One Tibetan teacher for example, Geshe Pema Dorje, was quite clear about the importance of cultivating Bodhicitta as a prerequisite to Tonglen, saying the proper container for Tonglen is always to first hold Bodhicitta. He said Tonglen should never be attempted before the orientation of Bodhicitta can be held in a stable way. In traditional practice, Bodhicitta is the ground from which practices like Tonglen should spring.
This emphasis is not made by all traditional teachers in the west, however. Perhaps one reason for this is that in Tibet, Nepal, and other culturally Buddhist areas, Bodhicitta is assumed as a prerequisite practice. Its necessity therefore may not always be spelled out clearly for westerners who were not brought up with Bodhicitta.
So, for those of us not brought up in a culture that emphasizes Bodhicitta, how do we begin to cultivate it?
The orientation of Bodhicitta is to focus single-mindedly on holding compassion in the heart, the wish to relieve suffering. This can be done by visualizing a deity in one’s heart, the light of compassion, or even simply holding the sincere wish that pain be relieved. From the point of view of Integrated Energy Medicine, a field of energy is created through this kind of focus on compassion, which can be felt as a loving, positive, high-vibrational state. This field of positive energy can create a transformational container for suffering – for our own suffering or that of others. It is imperative to properly meet the pain that is drawn in on the breath in this way, to bring it into a transformational field of light. Here the suffering can be transmuted, its form changed in a positive way, and one can then breathe out to others this transformed energy in the form of compassion, hope and love.
This is true compassion, that all involved are being healed in the process. No one is unwittingly harmed – even you as the practitioner. It is not helpful to fall into the pain of another or to get underwater in the experience of another’s suffering, which is the kind of thing that can happen for western people who have not been schooled in the proper approach to Tonglen. The point is to learn to hold love and compassion in the face of suffering, and to bring the suffering into the field of transformative energy that the love/compassion can provide.
★ ★ ★
### TASKS FOR THIS EXERCISE:
1. Transcribe the passage on Bodhicitta and Tonglen word for word, starting with "One Tibetan teacher" and going on through "up with Bodhicitta.".
2. According to the passage on Bodhicitta and Tonglen, what forms does the transformed energy take when one breathes it out to others? List them.

### DATA SHOWN:
★ ★ ★
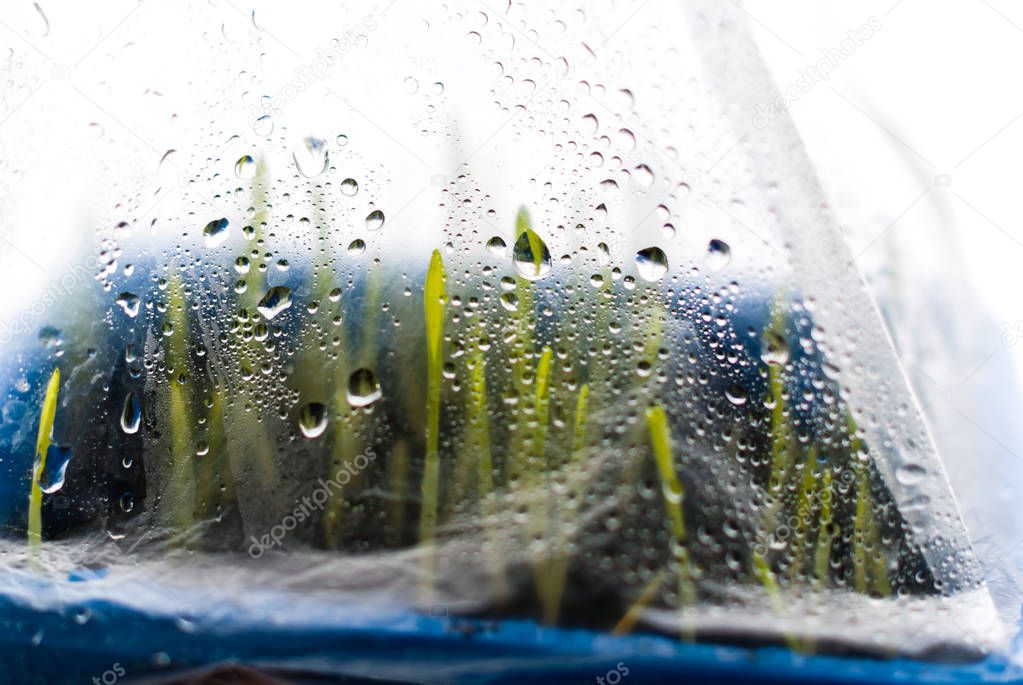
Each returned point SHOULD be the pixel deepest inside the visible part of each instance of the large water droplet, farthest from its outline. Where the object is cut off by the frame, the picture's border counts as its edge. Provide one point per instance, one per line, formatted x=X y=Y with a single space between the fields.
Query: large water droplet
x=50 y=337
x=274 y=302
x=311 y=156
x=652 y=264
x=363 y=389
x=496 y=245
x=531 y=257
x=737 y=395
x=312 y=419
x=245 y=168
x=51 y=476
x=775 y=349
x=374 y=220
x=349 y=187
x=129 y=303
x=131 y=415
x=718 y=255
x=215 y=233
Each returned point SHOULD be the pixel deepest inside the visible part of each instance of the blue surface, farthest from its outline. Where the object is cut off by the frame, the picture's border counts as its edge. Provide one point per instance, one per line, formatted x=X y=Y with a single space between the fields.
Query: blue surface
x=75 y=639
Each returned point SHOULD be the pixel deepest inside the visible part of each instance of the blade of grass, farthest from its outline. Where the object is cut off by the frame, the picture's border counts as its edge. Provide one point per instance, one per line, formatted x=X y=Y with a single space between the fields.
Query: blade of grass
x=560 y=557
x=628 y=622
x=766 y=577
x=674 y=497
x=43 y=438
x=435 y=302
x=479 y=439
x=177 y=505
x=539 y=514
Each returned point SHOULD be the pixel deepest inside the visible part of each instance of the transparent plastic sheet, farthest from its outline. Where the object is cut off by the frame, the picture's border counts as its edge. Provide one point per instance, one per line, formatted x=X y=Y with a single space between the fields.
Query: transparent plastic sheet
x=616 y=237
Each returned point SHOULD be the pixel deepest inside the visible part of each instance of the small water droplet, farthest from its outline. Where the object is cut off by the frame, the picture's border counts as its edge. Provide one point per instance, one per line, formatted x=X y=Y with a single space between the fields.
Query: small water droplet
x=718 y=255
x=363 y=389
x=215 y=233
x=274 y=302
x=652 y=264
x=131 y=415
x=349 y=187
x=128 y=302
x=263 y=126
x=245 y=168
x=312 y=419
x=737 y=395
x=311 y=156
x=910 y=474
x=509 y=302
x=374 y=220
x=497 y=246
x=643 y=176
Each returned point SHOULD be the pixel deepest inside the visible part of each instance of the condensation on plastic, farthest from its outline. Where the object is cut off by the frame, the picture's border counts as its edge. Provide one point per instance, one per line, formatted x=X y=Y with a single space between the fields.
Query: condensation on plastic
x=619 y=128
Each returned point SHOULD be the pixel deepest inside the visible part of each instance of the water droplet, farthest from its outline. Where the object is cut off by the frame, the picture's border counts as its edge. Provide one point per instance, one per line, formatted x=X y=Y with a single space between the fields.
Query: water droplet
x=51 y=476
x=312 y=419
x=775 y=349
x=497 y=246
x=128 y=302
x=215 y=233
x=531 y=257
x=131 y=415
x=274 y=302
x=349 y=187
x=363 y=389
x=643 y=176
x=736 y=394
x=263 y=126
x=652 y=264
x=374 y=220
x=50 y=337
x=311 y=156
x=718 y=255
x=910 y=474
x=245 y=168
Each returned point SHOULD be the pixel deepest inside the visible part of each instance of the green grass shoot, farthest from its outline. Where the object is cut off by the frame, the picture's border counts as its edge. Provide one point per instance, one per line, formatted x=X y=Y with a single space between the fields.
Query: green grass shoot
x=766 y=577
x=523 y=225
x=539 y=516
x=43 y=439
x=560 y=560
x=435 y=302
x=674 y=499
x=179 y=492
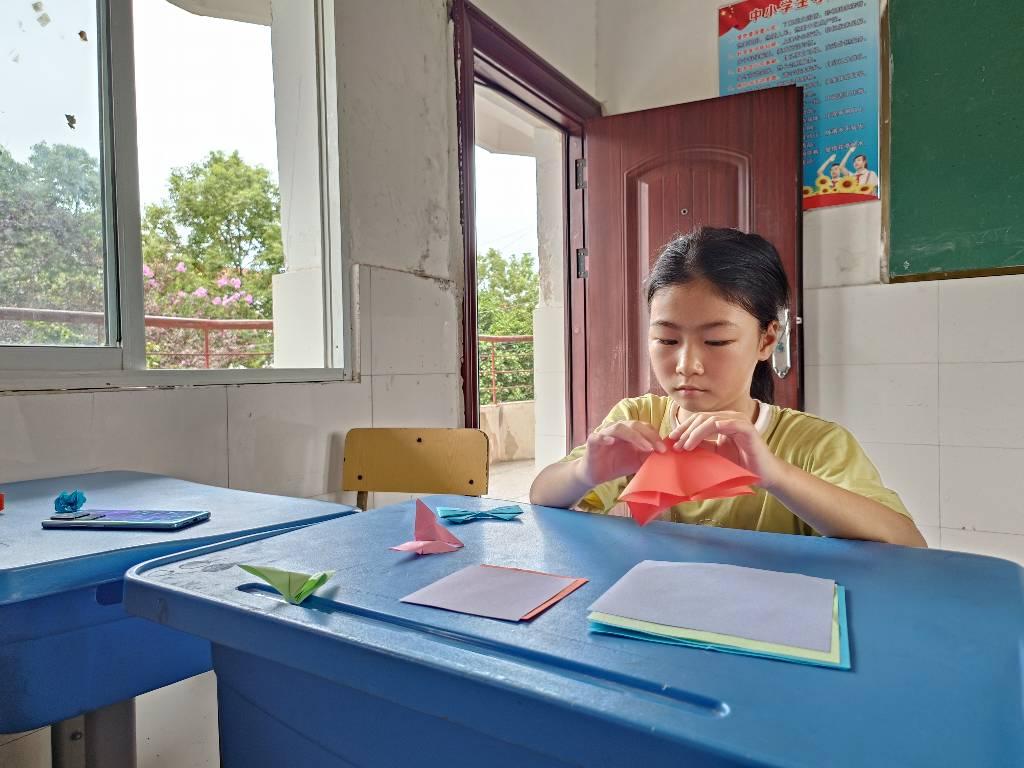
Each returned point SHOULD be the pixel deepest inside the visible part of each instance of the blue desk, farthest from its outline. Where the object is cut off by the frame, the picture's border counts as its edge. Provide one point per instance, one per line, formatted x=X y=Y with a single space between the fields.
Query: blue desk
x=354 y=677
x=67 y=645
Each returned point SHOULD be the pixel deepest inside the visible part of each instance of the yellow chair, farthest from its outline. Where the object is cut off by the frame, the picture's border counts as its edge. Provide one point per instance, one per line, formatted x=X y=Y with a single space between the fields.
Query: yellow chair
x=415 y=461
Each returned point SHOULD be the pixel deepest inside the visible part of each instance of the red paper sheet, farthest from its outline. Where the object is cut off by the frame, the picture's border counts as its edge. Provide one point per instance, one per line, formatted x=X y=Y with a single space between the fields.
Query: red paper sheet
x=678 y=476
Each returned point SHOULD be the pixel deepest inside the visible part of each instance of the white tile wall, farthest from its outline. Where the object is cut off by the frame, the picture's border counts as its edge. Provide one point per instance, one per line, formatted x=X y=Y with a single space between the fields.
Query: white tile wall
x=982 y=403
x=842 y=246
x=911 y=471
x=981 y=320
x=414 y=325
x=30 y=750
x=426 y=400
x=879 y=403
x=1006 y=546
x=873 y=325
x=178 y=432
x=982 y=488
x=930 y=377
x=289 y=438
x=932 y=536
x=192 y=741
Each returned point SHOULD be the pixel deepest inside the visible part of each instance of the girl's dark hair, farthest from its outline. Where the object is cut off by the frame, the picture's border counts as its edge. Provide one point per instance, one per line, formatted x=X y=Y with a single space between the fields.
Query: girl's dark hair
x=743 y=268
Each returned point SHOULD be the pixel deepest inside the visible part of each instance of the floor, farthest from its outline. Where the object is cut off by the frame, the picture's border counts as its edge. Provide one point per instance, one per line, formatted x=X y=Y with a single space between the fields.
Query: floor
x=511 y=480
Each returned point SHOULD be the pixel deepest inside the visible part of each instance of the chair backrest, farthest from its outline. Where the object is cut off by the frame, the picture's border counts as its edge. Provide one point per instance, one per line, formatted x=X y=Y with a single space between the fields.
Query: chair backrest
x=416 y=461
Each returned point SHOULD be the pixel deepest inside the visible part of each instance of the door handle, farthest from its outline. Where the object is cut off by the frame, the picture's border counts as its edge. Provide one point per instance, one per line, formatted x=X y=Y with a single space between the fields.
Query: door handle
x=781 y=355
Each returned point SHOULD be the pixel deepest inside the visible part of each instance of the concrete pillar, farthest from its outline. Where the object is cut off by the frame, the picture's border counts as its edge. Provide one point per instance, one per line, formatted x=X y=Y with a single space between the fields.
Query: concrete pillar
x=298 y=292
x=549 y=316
★ ★ ★
### TASK SOLUTIONS:
1.
One Tibetan teacher for example, Geshe Pema Dorje, was quite clear about the importance of cultivating Bodhicitta as a prerequisite to Tonglen, saying the proper container for Tonglen is always to first hold Bodhicitta. He said Tonglen should never be attempted before the orientation of Bodhicitta can be held in a stable way. In traditional practice, Bodhicitta is the ground from which practices like Tonglen should spring.
This emphasis is not made by all traditional teachers in the west, however. Perhaps one reason for this is that in Tibet, Nepal, and other culturally Buddhist areas, Bodhicitta is assumed as a prerequisite practice. Its necessity therefore may not always be spelled out clearly for westerners who were not brought up with Bodhicitta.

2.
- compassion
- hope
- love